PASSAGE TO READ:

It operates within a legislative and regulatory framework that includes the Safety Authority Act and the Safety Standards Act and Regulations.
TSBC oversees the installation of systems such as aerial trams, ski lifts and amusement devices.
According to TSBC’s website, it has the authority to take compliance/enforcement actions, such as providing a warning notice, issuing a compliance order or imposing a monetary penalty or discipline order.
In the case of a discipline order, a contractor licence or individual certificate of qualification could be either suspended or revoked.
The News told earlier this week how Extreme Air Park’s owners responded to a lawsuit filed by Greenwood’s children, claiming the dad-of-two may have been under the influence of alcohol or drugs at the time of the tragedy.
Extreme Air filed its response almost a year to the day that the 46-year-old died, after diving into a foam pit while playing with his two young daughters.

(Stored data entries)
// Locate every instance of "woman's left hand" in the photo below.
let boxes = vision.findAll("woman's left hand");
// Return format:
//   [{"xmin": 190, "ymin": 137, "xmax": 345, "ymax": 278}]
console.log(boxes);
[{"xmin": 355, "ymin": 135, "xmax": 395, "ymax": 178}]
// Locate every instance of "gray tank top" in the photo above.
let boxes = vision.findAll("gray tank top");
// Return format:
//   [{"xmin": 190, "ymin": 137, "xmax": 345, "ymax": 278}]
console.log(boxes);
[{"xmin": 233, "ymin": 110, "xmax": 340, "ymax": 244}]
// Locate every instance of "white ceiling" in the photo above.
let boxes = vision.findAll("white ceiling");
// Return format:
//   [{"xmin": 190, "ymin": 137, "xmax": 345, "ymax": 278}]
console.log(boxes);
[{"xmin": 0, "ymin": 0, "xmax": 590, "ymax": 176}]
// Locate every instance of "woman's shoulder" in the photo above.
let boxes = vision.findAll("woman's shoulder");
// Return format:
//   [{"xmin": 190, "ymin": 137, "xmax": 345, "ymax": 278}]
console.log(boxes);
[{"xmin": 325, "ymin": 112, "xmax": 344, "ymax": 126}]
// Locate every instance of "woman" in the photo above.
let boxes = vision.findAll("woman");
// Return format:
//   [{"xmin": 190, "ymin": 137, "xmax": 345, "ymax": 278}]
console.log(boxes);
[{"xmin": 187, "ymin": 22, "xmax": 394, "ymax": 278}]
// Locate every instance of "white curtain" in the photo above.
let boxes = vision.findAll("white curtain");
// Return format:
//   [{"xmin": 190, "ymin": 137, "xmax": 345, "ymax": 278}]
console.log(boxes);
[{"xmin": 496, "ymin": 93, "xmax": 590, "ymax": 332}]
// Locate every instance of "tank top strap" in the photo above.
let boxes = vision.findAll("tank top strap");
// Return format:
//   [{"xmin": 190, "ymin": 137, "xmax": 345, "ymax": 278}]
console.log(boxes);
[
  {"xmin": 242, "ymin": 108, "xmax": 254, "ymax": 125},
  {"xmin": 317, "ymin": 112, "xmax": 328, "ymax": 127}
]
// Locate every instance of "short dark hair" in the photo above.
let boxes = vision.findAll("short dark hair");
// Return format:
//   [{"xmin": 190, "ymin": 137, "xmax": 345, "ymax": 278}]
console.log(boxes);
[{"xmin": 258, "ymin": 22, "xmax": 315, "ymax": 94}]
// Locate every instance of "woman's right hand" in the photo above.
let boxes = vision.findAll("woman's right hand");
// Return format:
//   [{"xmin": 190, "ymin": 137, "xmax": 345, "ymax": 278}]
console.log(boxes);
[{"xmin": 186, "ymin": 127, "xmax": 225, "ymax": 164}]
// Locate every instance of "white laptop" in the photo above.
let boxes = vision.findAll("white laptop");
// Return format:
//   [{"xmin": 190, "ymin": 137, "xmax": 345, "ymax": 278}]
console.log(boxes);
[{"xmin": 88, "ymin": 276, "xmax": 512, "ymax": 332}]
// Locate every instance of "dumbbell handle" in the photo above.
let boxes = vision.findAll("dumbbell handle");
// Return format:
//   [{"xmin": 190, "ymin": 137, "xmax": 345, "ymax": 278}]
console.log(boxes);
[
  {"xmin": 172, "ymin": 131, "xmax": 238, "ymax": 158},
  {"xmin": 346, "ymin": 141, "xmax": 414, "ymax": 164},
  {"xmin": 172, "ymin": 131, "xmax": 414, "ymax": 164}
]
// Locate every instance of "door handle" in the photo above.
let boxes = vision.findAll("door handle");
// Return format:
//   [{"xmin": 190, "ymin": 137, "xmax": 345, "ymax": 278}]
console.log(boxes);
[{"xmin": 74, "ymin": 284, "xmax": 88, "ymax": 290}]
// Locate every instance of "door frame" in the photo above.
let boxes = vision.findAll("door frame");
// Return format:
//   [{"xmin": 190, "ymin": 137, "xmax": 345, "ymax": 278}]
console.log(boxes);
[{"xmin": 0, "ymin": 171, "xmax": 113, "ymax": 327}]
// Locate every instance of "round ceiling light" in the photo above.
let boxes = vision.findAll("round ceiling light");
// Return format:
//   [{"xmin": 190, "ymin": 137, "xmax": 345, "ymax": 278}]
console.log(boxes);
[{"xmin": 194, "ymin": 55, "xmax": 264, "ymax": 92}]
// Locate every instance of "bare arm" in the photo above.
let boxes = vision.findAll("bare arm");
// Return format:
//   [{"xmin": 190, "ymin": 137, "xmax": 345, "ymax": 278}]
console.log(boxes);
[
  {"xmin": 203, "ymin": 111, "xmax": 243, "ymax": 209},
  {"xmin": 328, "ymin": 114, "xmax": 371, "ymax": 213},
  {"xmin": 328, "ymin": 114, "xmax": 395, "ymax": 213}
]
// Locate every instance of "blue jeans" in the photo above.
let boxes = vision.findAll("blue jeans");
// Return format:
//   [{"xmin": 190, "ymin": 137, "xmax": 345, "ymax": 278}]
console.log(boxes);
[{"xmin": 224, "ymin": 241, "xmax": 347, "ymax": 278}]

WHAT TO DO:
1. Answer these questions from the TSBC passage:
(a) Which acts and regulations make up the framework TSBC works within?
(b) What systems does TSBC oversee the installation of?
(c) How old was the man who died after diving into a foam pit?
2. Using the TSBC passage, explain in one to three sentences what a discipline order can mean for a contractor or individual.

RESPONSES TO THE EXERCISE:
1.
(a) The Safety Authority Act and the Safety Standards Act and Regulations.
(b) Aerial trams, ski lifts and amusement devices.
(c) He was 46.

2. A discipline order is one of the compliance or enforcement actions TSBC has the authority to take. Under a discipline order, a contractor licence or an individual certificate of qualification could be suspended or revoked.